⟨

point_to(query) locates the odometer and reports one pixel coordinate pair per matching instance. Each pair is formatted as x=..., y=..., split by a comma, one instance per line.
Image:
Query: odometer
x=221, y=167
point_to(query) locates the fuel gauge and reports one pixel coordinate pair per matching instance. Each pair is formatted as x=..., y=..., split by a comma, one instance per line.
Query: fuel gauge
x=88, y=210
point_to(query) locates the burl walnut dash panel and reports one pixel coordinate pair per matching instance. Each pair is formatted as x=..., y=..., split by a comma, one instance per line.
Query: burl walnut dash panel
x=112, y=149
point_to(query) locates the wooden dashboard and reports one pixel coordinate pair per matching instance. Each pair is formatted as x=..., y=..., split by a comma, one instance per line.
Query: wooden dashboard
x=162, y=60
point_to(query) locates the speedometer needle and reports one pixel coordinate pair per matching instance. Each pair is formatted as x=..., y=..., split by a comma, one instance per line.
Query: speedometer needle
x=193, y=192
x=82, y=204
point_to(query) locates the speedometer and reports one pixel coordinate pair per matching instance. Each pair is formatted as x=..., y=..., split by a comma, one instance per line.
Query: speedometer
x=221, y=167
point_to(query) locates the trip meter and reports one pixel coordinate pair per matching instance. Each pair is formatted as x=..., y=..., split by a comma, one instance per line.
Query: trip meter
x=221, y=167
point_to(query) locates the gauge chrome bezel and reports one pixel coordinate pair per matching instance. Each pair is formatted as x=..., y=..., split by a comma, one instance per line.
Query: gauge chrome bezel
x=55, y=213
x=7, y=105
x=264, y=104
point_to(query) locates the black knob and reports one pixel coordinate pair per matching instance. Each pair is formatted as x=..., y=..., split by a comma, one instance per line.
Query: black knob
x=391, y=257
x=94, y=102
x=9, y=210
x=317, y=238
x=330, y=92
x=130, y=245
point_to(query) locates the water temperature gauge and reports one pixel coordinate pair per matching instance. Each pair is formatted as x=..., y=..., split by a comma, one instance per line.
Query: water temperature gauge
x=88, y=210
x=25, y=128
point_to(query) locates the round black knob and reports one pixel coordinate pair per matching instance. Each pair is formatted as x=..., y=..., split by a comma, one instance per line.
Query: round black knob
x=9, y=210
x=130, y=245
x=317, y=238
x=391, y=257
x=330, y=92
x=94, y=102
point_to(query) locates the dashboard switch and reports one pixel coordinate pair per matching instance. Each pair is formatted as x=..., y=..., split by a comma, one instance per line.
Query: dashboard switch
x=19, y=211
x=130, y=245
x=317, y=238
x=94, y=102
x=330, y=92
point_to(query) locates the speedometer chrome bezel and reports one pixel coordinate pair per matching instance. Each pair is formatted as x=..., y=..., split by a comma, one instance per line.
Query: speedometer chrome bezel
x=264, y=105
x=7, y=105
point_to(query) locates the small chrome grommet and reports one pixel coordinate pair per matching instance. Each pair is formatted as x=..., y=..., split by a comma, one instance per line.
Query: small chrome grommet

⟩

Objective — Could you reproduce everything in the material above from the line containing "point_to(query) locates the speedometer needle" down to the line containing "x=25, y=128", word for word and including both of those lines?

Solution —
point_to(query) locates the speedometer needle and reports one pixel coordinate pair per matching instance. Each pair is formatted as x=..., y=..., split by a comma, one instance per line.
Query: speedometer needle
x=193, y=192
x=82, y=204
point_to(query) locates the speedometer and reports one pixel coordinate pair per matching instance. Each pair is formatted as x=..., y=..., split by a comma, one instance per line.
Query: speedometer
x=221, y=167
point_to(query) locates the trip meter and reports one pixel coordinate pair per matching instance. Each pair is formatted as x=..., y=..., split by a comma, one instance per line.
Query: trip meter
x=221, y=167
point_to(query) locates the gauge chrome bezel and reports one pixel coordinate pair per matching instance. Each pair is formatted as x=..., y=..., split by a comma, one instance per line.
Query: gauge chrome bezel
x=55, y=213
x=7, y=105
x=264, y=104
point_to(query) locates the black knob and reports one pixel coordinate pair per matching instance. Each pair is formatted as x=..., y=..., split by a comma, one instance per line.
Query: black knob
x=391, y=257
x=94, y=102
x=9, y=210
x=317, y=238
x=330, y=92
x=130, y=245
point_to(query) locates the water temperature gauge and reports one pixel coordinate pair per matching instance. Each pair is formatted as x=..., y=..., split by a comma, one instance per line.
Query: water temperature gauge
x=88, y=210
x=25, y=128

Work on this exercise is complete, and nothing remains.